• [Page]:
⁂

The BYU Cougar Marching Band members had one of their great experiences when they marched in President Nixon’s Inaugural Parade. At the same time they brought honor to Mormon youth the world over. Of their part in the parade one network announcer said the band was “one of the ten best collegiate bands in the United States and possibly the best in the western part of the country.” Dr. Ralph G. Laycock, member of the Music Department Faculty at BYU, had composed a special number for the occasion entitled “Inaugural Procession.” As the band approached the bullet-proof reviewing box, they broke into the new composition with zest and were met with smiles of approval from the President.
But this was not the end of their challenges for the day. Once they reached the end of the parade route and moved toward their waiting buses, they were confronted by hundreds of anti-Nixon protestors who had just completed a noisy rally at the Washington Monument. As band members moved through the crowd, some of the protestors began to taunt them. Just when trouble looked inevitable, the drum major blew his whistle and the band struck up a medley of popular songs. Hostility melted; the demonstrators moved aside.
During the tour, band members made special efforts to exhibit Church standards to all they met. Stanley Miller, band advisor, echoed the feelings of many when he said, “We are proud of our people, not only for their performance for the President, but for their entire conduct during the four days.”

⁂

• [Raw records]:

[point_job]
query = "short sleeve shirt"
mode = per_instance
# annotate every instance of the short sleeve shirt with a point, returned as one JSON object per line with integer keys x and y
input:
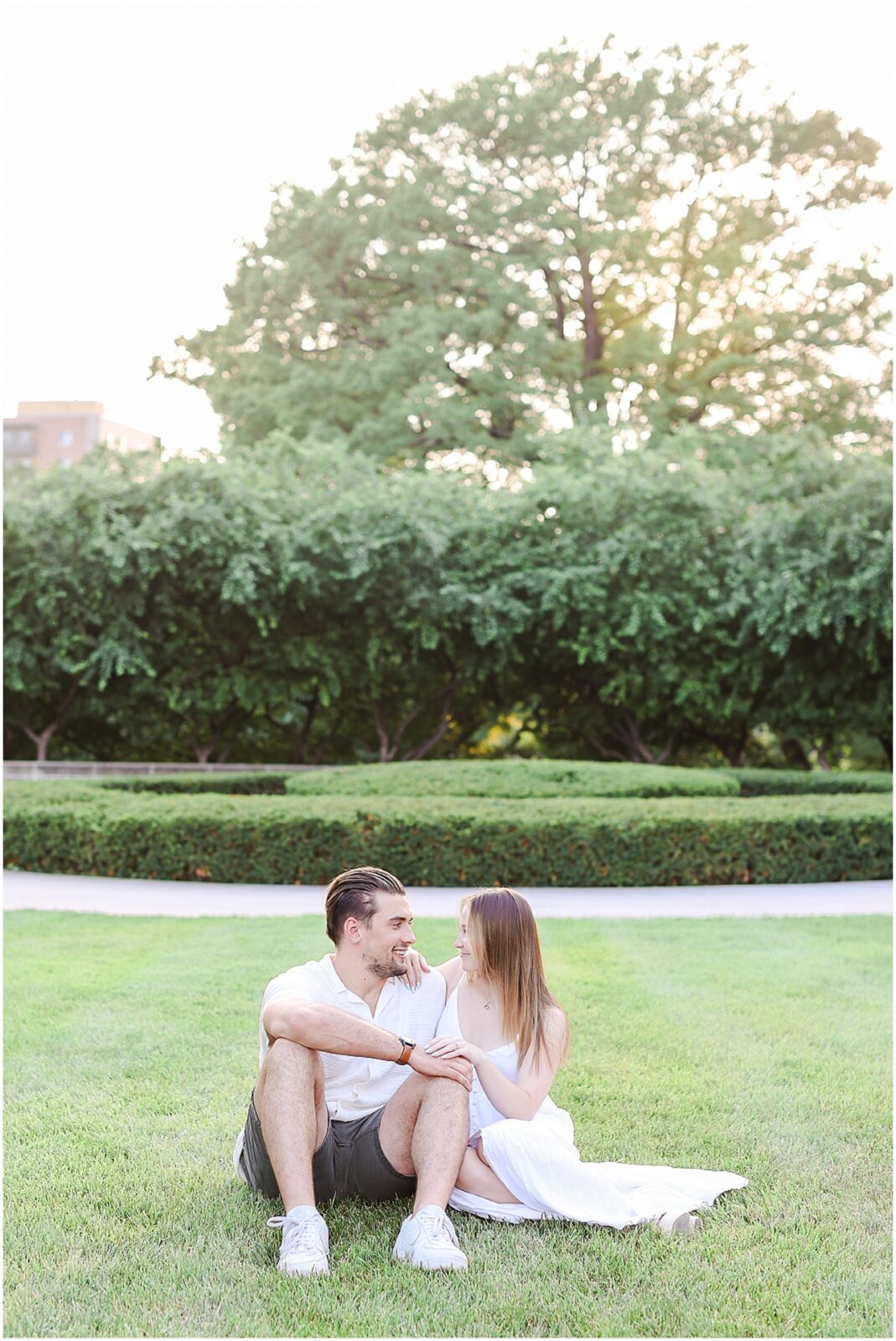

⁂

• [Exercise requirements]:
#1 Please repeat the passage of the marching band article starting at "The BYU Cougar" and ending at "from the President.", substituting "enthusiasm" for "zest".
#2 List every person the marching band article mentions by name.

• [Answers given]:
#1
The BYU Cougar Marching Band members had one of their great experiences when they marched in President Nixon’s Inaugural Parade. At the same time they brought honor to Mormon youth the world over. Of their part in the parade one network announcer said the band was “one of the ten best collegiate bands in the United States and possibly the best in the western part of the country.” Dr. Ralph G. Laycock, member of the Music Department Faculty at BYU, had composed a special number for the occasion entitled “Inaugural Procession.” As the band approached the bullet-proof reviewing box, they broke into the new composition with enthusiasm and were met with smiles of approval from the President.

#2
President Nixon
Dr. Ralph G. Laycock
Stanley Miller